(Region pointing data)

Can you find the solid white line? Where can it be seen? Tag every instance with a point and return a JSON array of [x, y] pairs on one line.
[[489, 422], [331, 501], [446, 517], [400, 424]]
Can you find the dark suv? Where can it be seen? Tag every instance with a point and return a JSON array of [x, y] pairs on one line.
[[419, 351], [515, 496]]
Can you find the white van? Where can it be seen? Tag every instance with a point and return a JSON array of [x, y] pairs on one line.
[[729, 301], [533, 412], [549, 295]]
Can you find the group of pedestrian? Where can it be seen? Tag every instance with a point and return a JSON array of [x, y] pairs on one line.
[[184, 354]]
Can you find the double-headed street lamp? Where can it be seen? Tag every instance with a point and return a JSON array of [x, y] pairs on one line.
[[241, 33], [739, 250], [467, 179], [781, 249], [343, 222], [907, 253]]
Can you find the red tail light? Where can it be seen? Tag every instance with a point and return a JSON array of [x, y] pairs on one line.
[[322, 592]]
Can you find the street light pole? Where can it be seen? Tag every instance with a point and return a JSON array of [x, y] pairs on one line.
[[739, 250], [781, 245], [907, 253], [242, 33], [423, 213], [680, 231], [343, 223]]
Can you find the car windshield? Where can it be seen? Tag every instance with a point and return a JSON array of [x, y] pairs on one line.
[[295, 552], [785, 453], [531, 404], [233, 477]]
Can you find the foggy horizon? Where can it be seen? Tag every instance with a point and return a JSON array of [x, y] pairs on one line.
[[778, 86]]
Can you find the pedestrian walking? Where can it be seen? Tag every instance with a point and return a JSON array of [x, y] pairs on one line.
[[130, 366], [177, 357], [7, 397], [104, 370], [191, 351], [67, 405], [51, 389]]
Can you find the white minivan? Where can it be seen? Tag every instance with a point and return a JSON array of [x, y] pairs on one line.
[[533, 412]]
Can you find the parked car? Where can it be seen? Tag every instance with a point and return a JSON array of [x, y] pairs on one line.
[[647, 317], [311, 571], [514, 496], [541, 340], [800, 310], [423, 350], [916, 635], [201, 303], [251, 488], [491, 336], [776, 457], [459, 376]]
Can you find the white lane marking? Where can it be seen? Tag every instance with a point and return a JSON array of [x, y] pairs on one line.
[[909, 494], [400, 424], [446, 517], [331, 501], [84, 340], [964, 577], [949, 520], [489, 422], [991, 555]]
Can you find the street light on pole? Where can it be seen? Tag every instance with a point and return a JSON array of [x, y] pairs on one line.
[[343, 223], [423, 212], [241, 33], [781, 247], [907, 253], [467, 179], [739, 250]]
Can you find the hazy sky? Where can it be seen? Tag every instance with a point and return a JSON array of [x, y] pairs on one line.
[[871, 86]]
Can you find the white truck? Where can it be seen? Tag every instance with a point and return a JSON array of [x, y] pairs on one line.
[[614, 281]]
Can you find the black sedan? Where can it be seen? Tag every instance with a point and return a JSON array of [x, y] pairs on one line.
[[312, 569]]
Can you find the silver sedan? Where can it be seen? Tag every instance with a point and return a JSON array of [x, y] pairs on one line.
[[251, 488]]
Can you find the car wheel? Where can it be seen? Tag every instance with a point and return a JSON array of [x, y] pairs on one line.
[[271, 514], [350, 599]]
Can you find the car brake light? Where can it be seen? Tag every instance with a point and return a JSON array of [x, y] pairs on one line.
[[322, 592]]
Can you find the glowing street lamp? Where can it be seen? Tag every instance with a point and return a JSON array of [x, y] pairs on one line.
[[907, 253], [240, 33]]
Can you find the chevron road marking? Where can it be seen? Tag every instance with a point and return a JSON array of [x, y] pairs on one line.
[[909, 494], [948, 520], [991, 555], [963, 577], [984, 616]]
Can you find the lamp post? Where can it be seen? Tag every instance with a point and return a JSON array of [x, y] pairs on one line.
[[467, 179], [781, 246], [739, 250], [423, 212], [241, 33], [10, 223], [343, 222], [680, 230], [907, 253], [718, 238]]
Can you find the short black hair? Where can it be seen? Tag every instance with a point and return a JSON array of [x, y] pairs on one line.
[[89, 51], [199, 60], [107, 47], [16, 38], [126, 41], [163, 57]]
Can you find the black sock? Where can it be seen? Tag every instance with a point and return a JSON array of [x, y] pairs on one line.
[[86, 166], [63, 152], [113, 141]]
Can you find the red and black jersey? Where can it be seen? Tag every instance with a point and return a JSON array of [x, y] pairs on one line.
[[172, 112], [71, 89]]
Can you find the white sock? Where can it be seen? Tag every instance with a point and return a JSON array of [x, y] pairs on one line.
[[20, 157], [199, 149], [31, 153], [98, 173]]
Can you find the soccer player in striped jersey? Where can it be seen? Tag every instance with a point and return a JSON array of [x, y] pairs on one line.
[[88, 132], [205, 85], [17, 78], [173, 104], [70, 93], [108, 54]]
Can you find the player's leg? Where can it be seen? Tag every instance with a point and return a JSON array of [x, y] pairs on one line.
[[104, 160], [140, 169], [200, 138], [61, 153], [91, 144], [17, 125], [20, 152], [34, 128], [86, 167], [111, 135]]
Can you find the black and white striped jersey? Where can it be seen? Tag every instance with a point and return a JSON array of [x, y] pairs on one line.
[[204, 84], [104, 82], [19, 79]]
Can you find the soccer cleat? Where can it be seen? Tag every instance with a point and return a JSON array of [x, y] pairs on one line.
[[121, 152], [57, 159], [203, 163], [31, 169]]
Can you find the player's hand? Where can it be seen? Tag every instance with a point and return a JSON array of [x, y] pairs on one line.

• [Action item]:
Please extract exactly, and only, the lines from the line containing "Can you find the black sock?" through the last line of the records.

• [Exercise result]:
Can you find the black sock? Where can it be seen? Tag every instance with a point and return a JSON array of [x, y] pairs on one line.
[[86, 166], [63, 152], [113, 141]]
Can you find the red and black jersey? Where can it be seen? Tag every instance with a point and return a JSON array of [x, y] pairs on one line.
[[172, 112], [71, 89]]
Can you find the white sock? Where can it be seen? Tag every instance with a point and return a JSON array of [x, y] pairs on one line.
[[20, 157], [199, 149], [31, 153], [98, 173]]
Can you find the soccer player in striped jersey? Where can it be seen? Tag every instance with a point and return a JSON array of [x, y] pairs on one line.
[[88, 132], [205, 85], [17, 78], [173, 104], [70, 93], [108, 54]]
Can you find the player's leg? Where can it be seen? Tag every instance with a point and return a JSON array of [x, y] pairs on one line.
[[104, 160], [140, 169], [200, 138], [61, 153], [91, 144], [17, 125], [20, 152], [34, 128], [86, 167], [111, 135]]
Can you find the black and white striped jersey? Where can it be seen? Tag every instance with a point and return a JSON array of [x, y] pairs on one line.
[[204, 84], [104, 82], [19, 79]]
Can you find the soccer cleat? Where can it be seen? Tag every instance with a point and return a JSON array of [x, y] pairs on one line.
[[121, 152], [57, 159], [203, 163], [31, 169]]
Can you find the player's hand? Where can it be seen? Tag every instance with a point and return a JSON array of [x, y] pairs on one line.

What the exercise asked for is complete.